↓
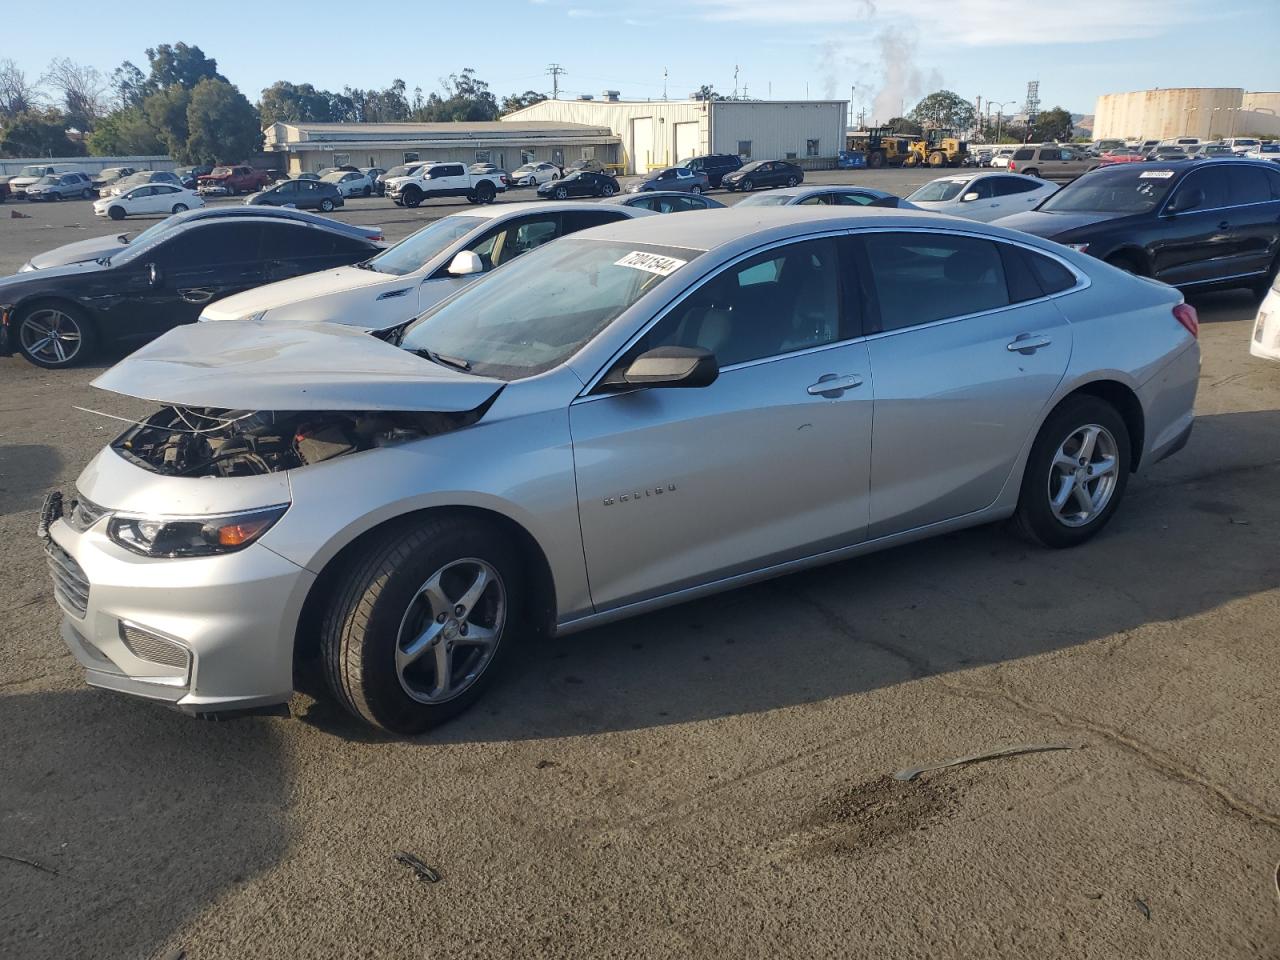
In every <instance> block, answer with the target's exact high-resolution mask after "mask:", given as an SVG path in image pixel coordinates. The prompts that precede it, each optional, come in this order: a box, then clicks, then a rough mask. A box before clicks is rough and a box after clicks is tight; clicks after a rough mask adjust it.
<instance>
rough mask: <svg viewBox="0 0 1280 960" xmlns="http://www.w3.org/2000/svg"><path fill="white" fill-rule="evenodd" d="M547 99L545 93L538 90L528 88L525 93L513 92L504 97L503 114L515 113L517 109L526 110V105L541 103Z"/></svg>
mask: <svg viewBox="0 0 1280 960" xmlns="http://www.w3.org/2000/svg"><path fill="white" fill-rule="evenodd" d="M544 100H547V95H545V93H539V92H538V91H536V90H526V91H525V92H524V93H512V95H511V96H508V97H503V99H502V115H503V116H506V115H507V114H513V113H516V110H524V109H525V108H526V106H532V105H534V104H540V102H543V101H544Z"/></svg>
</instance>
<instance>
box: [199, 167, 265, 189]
mask: <svg viewBox="0 0 1280 960" xmlns="http://www.w3.org/2000/svg"><path fill="white" fill-rule="evenodd" d="M270 182H271V178H270V177H269V175H268V173H266V170H255V169H253V168H252V166H246V165H243V164H242V165H239V166H215V168H214V169H212V173H207V174H205V175H204V177H201V178H200V179H198V180H196V189H197V191H200V192H201V193H215V195H216V193H224V195H230V196H233V197H234V196H236V195H237V193H256V192H257V191H260V189H262V188H264V187H265V186H266V184H268V183H270Z"/></svg>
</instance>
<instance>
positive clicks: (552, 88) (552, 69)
mask: <svg viewBox="0 0 1280 960" xmlns="http://www.w3.org/2000/svg"><path fill="white" fill-rule="evenodd" d="M547 73H549V74H550V77H552V100H559V78H561V77H563V76H564V74H566V73H568V70H566V69H564V68H563V67H561V65H559V64H558V63H553V64H552V65H550V67H548V68H547Z"/></svg>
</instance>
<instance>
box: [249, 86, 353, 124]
mask: <svg viewBox="0 0 1280 960" xmlns="http://www.w3.org/2000/svg"><path fill="white" fill-rule="evenodd" d="M333 104H334V95H333V93H330V92H328V91H325V90H316V88H315V87H314V86H311V84H310V83H297V84H294V83H289V81H276V82H275V83H273V84H271V86H270V87H268V88H266V90H264V91H262V99H261V101H259V105H257V110H259V113H260V114H261V116H262V125H264V127H265V125H266V124H269V123H276V122H284V123H326V122H332V120H333V119H334V116H333Z"/></svg>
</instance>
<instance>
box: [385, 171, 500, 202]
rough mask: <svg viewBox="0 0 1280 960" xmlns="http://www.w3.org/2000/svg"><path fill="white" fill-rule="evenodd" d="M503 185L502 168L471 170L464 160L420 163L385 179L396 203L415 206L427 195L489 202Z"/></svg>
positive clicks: (387, 189)
mask: <svg viewBox="0 0 1280 960" xmlns="http://www.w3.org/2000/svg"><path fill="white" fill-rule="evenodd" d="M506 189H507V174H504V173H503V172H502V170H495V172H493V173H475V172H474V170H468V169H467V168H466V164H454V163H435V164H422V166H420V168H419V169H417V170H415V172H413V173H412V174H411V175H408V177H396V178H393V179H389V180H387V196H388V197H390V198H392V200H394V201H396V204H397V205H398V206H417V205H419V204H421V202H422V201H424V200H430V198H431V197H466V198H467V200H468V201H470V202H472V204H492V202H493V198H494V197H495V196H498V195H499V193H503V192H504V191H506Z"/></svg>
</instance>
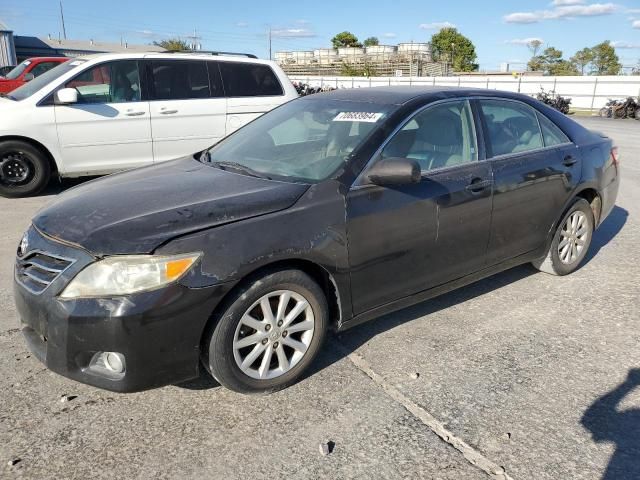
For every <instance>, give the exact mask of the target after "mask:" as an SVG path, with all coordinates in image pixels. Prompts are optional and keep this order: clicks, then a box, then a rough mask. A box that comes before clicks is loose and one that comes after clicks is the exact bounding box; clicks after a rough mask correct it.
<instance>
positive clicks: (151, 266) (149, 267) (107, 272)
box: [60, 253, 200, 298]
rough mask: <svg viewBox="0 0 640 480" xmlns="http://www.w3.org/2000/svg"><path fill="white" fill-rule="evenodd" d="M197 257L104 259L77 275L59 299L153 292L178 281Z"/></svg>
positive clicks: (67, 287)
mask: <svg viewBox="0 0 640 480" xmlns="http://www.w3.org/2000/svg"><path fill="white" fill-rule="evenodd" d="M198 258H200V254H199V253H188V254H185V255H174V256H161V255H130V256H129V255H128V256H114V257H107V258H105V259H104V260H100V261H98V262H96V263H92V264H90V265H89V266H88V267H86V268H85V269H84V270H82V271H81V272H80V273H78V275H76V276H75V278H74V279H73V280H71V282H70V283H69V285H67V287H66V288H65V289H64V291H63V292H62V294H60V297H61V298H77V297H110V296H115V295H128V294H130V293H135V292H141V291H143V290H153V289H156V288H159V287H162V286H164V285H167V284H168V283H171V282H174V281H176V280H178V279H179V278H180V277H182V276H183V275H184V274H185V273H187V271H188V270H189V269H190V268H191V266H192V265H193V264H194V263H195V261H196V260H198Z"/></svg>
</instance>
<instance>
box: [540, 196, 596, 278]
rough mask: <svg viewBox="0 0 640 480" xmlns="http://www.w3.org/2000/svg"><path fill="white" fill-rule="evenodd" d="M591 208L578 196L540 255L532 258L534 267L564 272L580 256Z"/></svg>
mask: <svg viewBox="0 0 640 480" xmlns="http://www.w3.org/2000/svg"><path fill="white" fill-rule="evenodd" d="M593 230H594V220H593V211H592V210H591V206H590V205H589V202H587V201H586V200H584V199H582V198H580V199H578V200H576V201H575V203H574V204H573V205H571V207H570V208H569V210H568V211H567V213H566V214H565V216H564V217H563V218H562V221H560V223H559V224H558V229H557V230H556V233H555V235H554V236H553V241H552V242H551V246H550V247H549V250H548V252H547V254H546V256H545V257H544V258H542V259H541V260H538V261H535V262H533V266H534V267H536V268H537V269H538V270H540V271H542V272H546V273H550V274H552V275H567V274H569V273H571V272H573V271H574V270H576V269H577V268H578V267H579V266H580V263H581V262H582V260H584V257H585V255H586V254H587V251H588V250H589V245H591V238H592V237H593Z"/></svg>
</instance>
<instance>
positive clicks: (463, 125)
mask: <svg viewBox="0 0 640 480" xmlns="http://www.w3.org/2000/svg"><path fill="white" fill-rule="evenodd" d="M392 157H400V158H411V159H414V160H417V161H418V163H419V164H420V166H421V167H422V171H429V170H434V169H436V168H444V167H452V166H455V165H461V164H464V163H469V162H475V161H476V160H477V159H478V149H477V146H476V134H475V130H474V125H473V115H472V113H471V106H470V105H469V102H468V101H467V100H459V101H453V102H446V103H442V104H439V105H435V106H433V107H429V108H427V109H426V110H424V111H422V112H420V113H418V114H417V115H416V116H415V117H413V118H412V119H411V120H410V121H409V122H408V123H407V124H406V125H405V126H404V127H403V128H402V130H400V131H399V132H398V133H396V135H395V136H394V137H393V138H392V139H391V141H390V142H389V143H388V144H387V146H386V147H385V148H384V150H383V151H382V158H392Z"/></svg>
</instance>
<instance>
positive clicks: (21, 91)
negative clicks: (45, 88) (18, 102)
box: [7, 60, 85, 100]
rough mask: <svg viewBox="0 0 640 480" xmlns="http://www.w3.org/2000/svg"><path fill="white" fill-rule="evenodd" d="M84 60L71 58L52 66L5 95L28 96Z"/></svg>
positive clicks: (14, 96)
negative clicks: (31, 79)
mask: <svg viewBox="0 0 640 480" xmlns="http://www.w3.org/2000/svg"><path fill="white" fill-rule="evenodd" d="M84 62H85V61H84V60H73V61H71V62H65V63H61V64H60V65H58V66H57V67H54V68H52V69H51V70H49V71H47V72H45V73H43V74H42V75H40V76H39V77H36V78H34V79H33V80H31V81H30V82H29V83H25V84H24V85H23V86H21V87H20V88H16V89H15V90H14V91H13V92H11V93H10V94H8V95H7V97H8V98H10V99H12V100H24V99H25V98H28V97H30V96H31V95H33V94H34V93H36V92H37V91H39V90H40V89H42V88H43V87H45V86H47V85H48V84H49V83H51V82H52V81H54V80H55V79H56V78H58V77H61V76H62V75H64V74H65V73H67V72H68V71H70V70H73V69H74V68H76V67H77V66H79V65H81V64H83V63H84ZM16 68H18V67H16Z"/></svg>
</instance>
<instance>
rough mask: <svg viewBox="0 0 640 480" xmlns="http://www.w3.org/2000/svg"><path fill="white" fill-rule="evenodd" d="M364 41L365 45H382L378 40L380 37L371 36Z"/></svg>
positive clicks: (379, 41)
mask: <svg viewBox="0 0 640 480" xmlns="http://www.w3.org/2000/svg"><path fill="white" fill-rule="evenodd" d="M362 43H363V44H364V46H365V47H375V46H376V45H380V40H378V37H369V38H366V39H365V41H364V42H362Z"/></svg>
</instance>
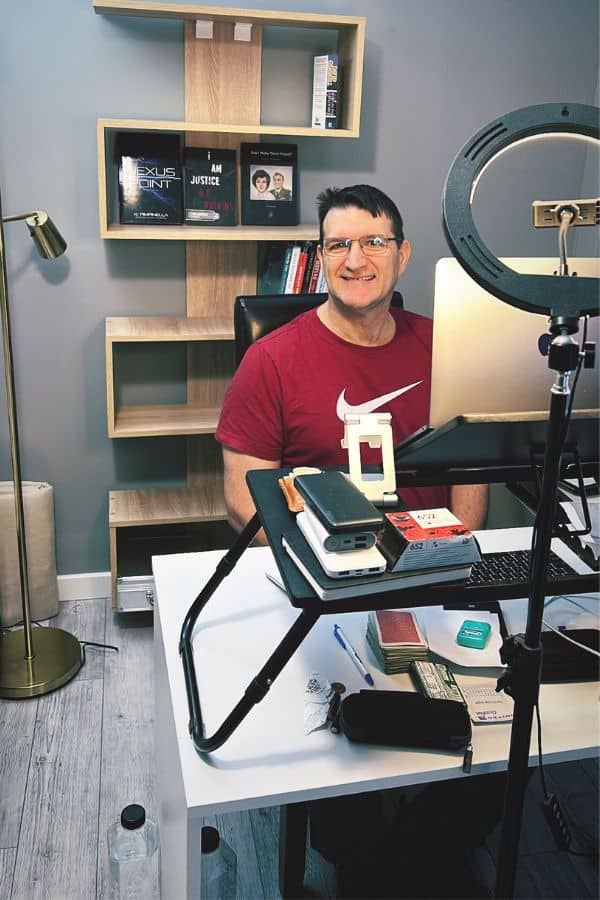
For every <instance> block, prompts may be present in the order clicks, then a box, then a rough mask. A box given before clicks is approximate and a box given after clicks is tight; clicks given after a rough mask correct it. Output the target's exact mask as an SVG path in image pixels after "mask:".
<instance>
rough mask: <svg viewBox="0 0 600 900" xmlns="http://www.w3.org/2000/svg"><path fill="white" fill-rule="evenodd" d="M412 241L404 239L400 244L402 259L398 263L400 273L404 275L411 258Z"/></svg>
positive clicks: (400, 259)
mask: <svg viewBox="0 0 600 900" xmlns="http://www.w3.org/2000/svg"><path fill="white" fill-rule="evenodd" d="M410 251H411V246H410V241H407V240H404V241H402V243H401V244H400V261H399V265H398V274H399V275H404V272H405V269H406V267H407V265H408V261H409V259H410Z"/></svg>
↑
__WHAT TO WORK ON__: Set down, exactly and without anything extra, every line from the one that contains "For every <instance> block, prompts" through the final line of the material.

__PROBLEM SOLUTION__:
For every <instance> block, prompts may be present in the order clicks, then a box, then a rough mask. A box given before clicks is approximate and a box given after clicks is tight; clicks given after a rough mask correct it. Output the target's exact mask as an SVG path in image pixels after "mask:".
<instance>
rough mask: <svg viewBox="0 0 600 900" xmlns="http://www.w3.org/2000/svg"><path fill="white" fill-rule="evenodd" d="M412 241L404 239L400 244L402 259L398 263L400 273L404 275L411 258Z"/></svg>
positive clicks: (400, 259)
mask: <svg viewBox="0 0 600 900" xmlns="http://www.w3.org/2000/svg"><path fill="white" fill-rule="evenodd" d="M410 251H411V246H410V241H407V240H404V241H402V243H401V244H400V261H399V265H398V274H399V275H404V272H405V269H406V267H407V265H408V261H409V259H410Z"/></svg>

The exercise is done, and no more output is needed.